Page excerpt |
=-=-=
Their products are mainly sold in various emerging markets, including parts of Africa, South Asia, Southeast Asia, Europe, India, Pakistan, Nigeria, Uganda, Bangladesh, Vietnam, Philippines, Saudi Arabia, Thailand, Indonesia and Latin America.

Since 19 April 2024, Itel has collaborated with CloudMosa to introduce a new 4G feature phone Super Guru 4G in India with various cloud-based widgets for feature phones using the Cloud Phone technology.

==itelOS==
itelOS is a customized Android operating system developed by Chinese mobile phone manufacturer itel Mobile, a subsidiary of Transsion Holdings. The OS is used in the company’s smartphones. As itelOS 7.6 (based on Android 11), it was released with itel Vision 2s on September 7, 2021.

===Version history===
In September 2021, itelOS 7.6 was released and was based on Android 11. It shipped with a custom home screen app.
=-=-=
Information supplied |
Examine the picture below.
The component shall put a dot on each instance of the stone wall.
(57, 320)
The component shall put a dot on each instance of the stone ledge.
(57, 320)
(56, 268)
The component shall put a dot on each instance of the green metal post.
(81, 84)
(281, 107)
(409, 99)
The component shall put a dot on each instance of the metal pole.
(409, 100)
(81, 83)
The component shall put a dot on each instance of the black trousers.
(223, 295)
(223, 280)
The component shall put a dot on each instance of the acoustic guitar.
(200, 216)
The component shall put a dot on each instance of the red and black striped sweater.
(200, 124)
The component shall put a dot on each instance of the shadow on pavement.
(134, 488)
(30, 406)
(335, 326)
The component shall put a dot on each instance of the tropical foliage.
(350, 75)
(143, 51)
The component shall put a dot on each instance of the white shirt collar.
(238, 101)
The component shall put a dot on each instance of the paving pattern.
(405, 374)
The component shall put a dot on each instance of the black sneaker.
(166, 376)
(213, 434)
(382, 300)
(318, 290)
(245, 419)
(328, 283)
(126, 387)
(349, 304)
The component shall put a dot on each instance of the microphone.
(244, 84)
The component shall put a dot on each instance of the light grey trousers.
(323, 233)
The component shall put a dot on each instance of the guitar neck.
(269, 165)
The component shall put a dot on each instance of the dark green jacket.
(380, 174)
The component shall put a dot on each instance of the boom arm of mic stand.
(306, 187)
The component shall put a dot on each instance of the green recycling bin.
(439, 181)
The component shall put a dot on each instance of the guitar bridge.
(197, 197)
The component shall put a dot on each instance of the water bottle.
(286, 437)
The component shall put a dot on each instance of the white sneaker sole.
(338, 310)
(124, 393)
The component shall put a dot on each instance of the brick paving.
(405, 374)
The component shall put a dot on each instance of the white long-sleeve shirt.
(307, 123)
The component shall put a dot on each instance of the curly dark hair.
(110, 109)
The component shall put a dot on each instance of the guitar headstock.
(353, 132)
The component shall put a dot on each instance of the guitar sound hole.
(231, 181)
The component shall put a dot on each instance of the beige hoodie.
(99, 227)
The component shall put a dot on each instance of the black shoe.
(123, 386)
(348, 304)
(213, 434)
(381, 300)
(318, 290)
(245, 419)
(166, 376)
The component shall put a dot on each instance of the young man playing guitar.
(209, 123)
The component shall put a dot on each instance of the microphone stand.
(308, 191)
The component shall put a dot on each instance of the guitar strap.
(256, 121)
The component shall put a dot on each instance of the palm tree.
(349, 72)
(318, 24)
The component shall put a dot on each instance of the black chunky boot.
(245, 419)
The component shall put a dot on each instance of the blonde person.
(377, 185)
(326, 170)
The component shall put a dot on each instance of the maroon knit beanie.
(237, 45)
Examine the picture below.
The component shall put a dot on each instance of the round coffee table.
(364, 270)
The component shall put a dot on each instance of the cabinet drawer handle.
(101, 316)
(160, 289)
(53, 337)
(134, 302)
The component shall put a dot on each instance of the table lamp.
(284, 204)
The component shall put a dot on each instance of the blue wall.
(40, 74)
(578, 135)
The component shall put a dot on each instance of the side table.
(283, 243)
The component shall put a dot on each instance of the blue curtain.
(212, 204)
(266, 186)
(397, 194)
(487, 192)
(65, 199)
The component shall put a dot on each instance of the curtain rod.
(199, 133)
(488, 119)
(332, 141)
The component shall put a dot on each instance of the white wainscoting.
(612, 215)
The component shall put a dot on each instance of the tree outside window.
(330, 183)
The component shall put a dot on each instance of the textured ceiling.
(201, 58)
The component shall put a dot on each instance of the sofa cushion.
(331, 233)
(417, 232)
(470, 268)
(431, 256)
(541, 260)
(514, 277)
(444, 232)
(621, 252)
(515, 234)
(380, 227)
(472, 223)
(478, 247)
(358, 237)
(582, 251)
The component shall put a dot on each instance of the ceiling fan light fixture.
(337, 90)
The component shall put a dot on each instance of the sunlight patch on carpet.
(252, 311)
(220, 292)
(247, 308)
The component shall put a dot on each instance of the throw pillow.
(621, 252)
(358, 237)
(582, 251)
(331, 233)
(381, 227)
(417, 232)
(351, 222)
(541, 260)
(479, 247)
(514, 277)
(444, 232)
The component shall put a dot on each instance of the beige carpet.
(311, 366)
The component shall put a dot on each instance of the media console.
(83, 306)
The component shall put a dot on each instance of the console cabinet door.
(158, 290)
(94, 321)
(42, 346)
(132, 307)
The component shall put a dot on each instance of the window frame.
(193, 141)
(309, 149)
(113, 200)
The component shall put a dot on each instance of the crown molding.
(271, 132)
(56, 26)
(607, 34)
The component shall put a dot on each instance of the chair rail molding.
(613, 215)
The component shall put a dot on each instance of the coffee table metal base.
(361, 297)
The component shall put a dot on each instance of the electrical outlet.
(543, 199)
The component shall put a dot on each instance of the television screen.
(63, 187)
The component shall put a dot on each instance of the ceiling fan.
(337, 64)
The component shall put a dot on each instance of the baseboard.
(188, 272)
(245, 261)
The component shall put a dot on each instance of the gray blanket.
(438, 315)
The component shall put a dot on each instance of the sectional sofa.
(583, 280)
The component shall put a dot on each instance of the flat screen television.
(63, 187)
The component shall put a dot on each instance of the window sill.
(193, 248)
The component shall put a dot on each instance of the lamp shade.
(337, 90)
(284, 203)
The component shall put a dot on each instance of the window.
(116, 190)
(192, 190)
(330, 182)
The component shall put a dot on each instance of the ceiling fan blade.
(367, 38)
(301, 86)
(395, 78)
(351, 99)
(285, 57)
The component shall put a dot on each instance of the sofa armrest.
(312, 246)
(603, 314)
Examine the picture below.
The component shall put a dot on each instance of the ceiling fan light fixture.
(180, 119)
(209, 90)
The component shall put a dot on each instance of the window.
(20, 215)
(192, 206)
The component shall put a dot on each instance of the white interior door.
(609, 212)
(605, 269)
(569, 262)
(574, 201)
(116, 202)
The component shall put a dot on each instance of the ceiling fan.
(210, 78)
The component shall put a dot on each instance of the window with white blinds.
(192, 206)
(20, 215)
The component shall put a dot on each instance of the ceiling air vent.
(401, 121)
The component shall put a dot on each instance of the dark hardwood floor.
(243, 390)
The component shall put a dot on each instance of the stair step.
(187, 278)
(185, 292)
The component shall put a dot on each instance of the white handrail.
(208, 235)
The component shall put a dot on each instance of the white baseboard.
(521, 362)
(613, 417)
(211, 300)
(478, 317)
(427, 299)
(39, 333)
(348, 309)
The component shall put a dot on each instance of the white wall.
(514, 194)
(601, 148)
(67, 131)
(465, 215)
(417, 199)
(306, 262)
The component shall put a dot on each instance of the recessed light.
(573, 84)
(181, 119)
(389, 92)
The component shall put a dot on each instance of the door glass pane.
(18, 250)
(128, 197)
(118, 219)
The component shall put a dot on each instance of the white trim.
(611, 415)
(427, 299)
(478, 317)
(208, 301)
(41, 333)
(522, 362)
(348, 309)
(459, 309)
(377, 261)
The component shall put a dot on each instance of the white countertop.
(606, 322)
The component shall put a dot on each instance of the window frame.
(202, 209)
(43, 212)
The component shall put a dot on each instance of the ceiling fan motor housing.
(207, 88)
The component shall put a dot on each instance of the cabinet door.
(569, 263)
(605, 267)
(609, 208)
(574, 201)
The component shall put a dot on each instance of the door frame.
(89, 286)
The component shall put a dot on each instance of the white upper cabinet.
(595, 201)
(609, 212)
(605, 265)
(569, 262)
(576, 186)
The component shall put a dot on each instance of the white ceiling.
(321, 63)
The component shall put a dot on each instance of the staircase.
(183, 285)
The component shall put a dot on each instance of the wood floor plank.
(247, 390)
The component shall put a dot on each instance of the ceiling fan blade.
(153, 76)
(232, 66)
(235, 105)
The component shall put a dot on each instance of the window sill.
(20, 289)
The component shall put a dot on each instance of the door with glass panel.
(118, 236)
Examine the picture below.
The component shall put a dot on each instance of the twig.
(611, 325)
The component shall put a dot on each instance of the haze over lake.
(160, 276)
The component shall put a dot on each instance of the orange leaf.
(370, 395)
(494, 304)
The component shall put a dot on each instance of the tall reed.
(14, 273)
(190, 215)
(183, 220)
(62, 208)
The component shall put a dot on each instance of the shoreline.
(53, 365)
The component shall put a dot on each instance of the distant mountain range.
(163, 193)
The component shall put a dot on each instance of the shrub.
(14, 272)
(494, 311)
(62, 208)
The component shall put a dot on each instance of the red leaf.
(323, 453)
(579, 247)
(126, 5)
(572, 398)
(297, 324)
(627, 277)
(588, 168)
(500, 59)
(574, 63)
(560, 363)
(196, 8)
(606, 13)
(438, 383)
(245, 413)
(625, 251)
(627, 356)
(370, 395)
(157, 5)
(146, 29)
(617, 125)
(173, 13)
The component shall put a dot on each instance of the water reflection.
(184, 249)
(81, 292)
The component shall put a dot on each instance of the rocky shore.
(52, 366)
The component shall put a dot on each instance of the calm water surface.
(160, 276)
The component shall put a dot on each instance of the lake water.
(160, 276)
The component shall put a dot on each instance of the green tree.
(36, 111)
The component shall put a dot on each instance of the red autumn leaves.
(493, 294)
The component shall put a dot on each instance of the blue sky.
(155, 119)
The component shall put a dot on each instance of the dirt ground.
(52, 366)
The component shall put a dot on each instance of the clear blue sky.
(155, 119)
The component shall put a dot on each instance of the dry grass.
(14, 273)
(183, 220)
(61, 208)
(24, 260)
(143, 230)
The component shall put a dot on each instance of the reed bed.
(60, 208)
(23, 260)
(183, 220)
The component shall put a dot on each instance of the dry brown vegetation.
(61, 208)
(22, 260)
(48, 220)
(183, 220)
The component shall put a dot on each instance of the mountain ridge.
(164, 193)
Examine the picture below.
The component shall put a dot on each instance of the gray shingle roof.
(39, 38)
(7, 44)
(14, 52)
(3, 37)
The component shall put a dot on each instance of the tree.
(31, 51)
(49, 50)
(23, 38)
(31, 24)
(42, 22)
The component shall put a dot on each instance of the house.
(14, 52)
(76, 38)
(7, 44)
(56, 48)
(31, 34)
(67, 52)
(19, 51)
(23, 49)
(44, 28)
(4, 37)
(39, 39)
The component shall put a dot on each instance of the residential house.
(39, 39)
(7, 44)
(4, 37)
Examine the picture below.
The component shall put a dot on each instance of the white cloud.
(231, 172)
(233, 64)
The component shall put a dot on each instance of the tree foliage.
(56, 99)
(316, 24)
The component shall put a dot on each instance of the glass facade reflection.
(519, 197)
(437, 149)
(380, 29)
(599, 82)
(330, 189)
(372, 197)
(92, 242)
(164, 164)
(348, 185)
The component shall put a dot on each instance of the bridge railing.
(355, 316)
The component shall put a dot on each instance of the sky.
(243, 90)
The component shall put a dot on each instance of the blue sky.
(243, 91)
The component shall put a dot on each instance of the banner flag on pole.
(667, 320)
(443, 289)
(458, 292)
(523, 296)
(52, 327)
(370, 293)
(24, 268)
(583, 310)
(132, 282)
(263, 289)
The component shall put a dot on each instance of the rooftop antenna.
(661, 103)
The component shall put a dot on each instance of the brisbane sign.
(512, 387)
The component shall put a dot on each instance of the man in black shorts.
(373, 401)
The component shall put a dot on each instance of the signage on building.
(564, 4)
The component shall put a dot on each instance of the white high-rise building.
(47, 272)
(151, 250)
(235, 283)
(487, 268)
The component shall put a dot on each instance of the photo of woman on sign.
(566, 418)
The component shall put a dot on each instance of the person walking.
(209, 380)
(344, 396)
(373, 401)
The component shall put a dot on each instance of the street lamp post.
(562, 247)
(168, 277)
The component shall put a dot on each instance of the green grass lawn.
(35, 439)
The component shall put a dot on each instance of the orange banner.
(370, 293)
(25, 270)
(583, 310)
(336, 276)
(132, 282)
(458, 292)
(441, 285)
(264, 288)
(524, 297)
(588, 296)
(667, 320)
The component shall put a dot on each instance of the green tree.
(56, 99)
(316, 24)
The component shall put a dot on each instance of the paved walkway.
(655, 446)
=-=-=
Objective | Update the passage about Itel from "Since 19 April" to "Cloud Phone technology." and write that stretch out again, putting "partnered" in place of "collaborated".

Complete response |
Since 19 April 2024, Itel has partnered with CloudMosa to introduce a new 4G feature phone Super Guru 4G in India with various cloud-based widgets for feature phones using the Cloud Phone technology.